DATA EXTRACT =>
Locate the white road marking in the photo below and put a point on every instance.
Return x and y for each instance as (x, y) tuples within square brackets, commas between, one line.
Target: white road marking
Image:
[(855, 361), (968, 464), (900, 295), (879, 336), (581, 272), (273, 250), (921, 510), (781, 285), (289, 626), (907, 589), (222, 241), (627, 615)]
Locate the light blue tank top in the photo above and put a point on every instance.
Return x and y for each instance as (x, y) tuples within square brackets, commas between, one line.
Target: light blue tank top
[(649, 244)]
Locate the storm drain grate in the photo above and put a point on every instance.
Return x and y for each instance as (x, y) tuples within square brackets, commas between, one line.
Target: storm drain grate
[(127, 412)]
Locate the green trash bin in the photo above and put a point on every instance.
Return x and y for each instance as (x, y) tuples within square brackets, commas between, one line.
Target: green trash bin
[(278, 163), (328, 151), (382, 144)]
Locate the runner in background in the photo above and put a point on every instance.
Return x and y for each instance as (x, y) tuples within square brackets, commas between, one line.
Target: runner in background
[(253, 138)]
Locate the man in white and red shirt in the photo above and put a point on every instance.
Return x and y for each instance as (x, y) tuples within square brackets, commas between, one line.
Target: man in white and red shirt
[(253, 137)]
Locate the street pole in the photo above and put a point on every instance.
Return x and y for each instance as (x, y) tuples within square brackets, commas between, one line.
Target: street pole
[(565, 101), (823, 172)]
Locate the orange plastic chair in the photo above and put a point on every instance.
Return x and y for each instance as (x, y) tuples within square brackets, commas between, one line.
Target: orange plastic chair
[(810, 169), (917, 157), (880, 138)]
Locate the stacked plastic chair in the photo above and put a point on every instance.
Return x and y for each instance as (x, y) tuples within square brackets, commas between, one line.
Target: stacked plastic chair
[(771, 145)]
---
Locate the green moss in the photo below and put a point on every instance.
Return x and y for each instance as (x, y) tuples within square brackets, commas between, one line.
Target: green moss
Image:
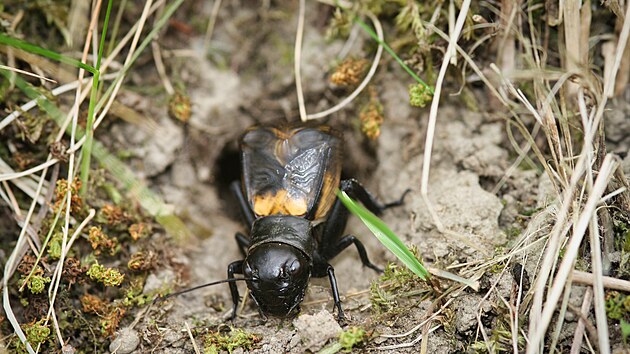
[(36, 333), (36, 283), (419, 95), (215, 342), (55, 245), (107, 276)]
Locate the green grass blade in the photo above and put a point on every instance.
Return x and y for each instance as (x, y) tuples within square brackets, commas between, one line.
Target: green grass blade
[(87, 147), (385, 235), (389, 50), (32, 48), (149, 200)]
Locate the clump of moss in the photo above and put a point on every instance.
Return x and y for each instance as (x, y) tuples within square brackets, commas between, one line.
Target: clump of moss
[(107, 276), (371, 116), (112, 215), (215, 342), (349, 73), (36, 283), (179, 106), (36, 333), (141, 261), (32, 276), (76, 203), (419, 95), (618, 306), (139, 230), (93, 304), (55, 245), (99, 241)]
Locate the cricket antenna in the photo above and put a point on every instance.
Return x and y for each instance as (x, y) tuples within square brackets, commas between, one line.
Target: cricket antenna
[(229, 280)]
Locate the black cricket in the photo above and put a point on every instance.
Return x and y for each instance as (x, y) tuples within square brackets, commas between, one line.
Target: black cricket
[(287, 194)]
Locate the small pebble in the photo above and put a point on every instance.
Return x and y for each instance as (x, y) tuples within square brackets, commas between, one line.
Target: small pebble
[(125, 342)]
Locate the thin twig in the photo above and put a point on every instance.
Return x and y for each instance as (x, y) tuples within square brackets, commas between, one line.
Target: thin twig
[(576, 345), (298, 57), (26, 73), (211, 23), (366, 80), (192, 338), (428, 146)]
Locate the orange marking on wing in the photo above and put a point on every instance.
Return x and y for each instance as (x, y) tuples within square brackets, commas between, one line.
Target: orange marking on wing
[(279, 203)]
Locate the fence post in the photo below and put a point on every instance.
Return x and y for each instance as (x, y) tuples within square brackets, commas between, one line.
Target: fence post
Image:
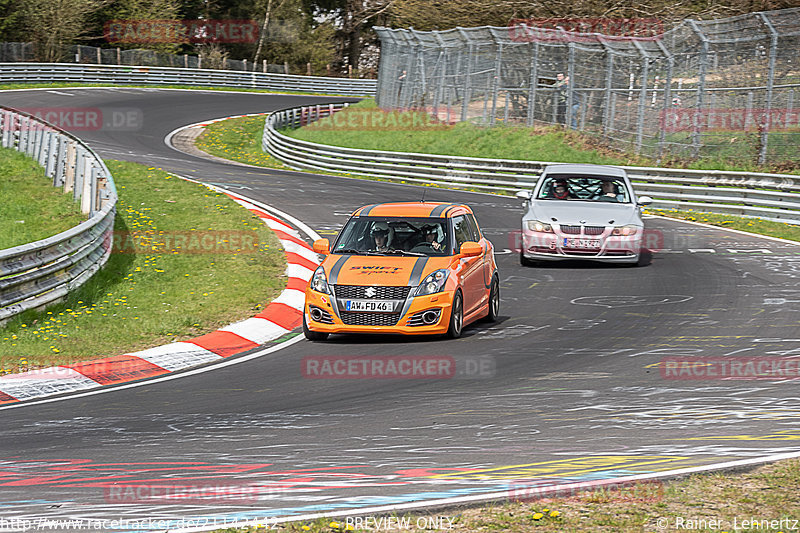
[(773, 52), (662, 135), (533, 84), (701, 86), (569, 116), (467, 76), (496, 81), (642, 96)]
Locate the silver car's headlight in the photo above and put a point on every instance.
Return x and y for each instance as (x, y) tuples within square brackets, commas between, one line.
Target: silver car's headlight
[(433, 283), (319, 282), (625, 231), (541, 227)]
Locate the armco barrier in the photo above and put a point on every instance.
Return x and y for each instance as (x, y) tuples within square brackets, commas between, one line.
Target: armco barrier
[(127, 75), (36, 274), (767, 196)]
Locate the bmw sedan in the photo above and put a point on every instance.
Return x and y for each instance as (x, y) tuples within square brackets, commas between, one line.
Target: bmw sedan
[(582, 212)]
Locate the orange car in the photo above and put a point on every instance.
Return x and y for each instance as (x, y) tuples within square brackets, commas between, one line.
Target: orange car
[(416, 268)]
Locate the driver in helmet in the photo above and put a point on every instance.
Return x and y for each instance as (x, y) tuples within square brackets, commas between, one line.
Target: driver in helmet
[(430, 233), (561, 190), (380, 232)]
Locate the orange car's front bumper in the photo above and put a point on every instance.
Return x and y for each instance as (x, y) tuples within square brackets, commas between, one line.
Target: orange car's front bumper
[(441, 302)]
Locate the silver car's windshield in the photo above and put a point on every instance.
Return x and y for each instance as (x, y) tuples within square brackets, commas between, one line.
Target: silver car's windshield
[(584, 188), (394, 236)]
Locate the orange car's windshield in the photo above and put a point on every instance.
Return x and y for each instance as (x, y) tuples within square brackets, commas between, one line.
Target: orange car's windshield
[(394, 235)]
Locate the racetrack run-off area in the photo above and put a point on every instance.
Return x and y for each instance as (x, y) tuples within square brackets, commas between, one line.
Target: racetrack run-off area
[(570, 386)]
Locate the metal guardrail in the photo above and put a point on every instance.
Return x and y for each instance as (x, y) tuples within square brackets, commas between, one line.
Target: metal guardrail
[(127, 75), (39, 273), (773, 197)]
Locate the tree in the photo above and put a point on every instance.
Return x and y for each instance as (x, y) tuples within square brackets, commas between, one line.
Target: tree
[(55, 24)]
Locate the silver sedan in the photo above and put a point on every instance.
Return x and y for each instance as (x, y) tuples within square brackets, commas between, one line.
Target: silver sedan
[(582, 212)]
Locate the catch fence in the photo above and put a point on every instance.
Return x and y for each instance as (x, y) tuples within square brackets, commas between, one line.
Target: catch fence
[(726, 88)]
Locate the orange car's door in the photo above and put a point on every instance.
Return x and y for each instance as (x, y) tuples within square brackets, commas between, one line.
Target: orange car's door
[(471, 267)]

EXERCISE DESCRIPTION =>
From the records above, give again exactly the lines running from the line with "Locate the orange car's front" to the line with "Locate the racetrack", inclusive.

RESULT =>
Locate the orange car's front bumper in the photo above and put a point on every instance.
Return x and y for each instance as (x, y) tuples within square brackets, commas between, one line.
Target: orange car's front bumper
[(441, 302)]
Locate the silver car's windshield in the photo above and put a point on every instance.
Return x and y for each instance as (x, y) tuples within square brackets, commas between, one line.
Target: silver car's windshield
[(584, 188), (394, 236)]
Locate the orange car's windshield in the photo above and put a point on every instance.
Return x and y for each instance as (x, y) tuples within square brackets, commas between, one line.
Target: orange car's windshield
[(394, 235)]
Locate the racetrack run-off area in the photo above and put a point on every instance.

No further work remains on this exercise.